O QUE FAZER
Troque "locator" por "detector" em toda a listagem abaixo e mantenha todo o resto inalterado. Não inclua as imagens na resposta.

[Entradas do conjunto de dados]
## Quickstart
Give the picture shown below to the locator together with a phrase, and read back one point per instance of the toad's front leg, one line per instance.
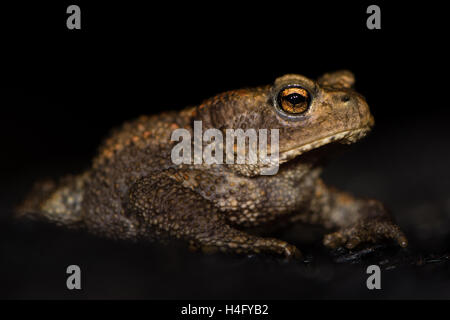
(356, 220)
(161, 202)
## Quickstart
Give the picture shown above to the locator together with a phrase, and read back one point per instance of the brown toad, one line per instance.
(135, 191)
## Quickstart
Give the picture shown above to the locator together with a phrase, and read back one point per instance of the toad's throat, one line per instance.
(344, 137)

RESPOSTA DO EXERCÍCIO
## Quickstart
Give the picture shown below to the detector together with a phrase, and read back one point per instance of the toad's front leg, one line per instance.
(356, 220)
(161, 202)
## Quickstart
Give the picture shown above to the detector together with a phrase, and read back one point per instance of the brown toad, one line per instance.
(135, 191)
## Quickstart
Give the picture shown above to the detector together with a phrase, and read back one point per instance of the toad's throat, one line per instance.
(344, 137)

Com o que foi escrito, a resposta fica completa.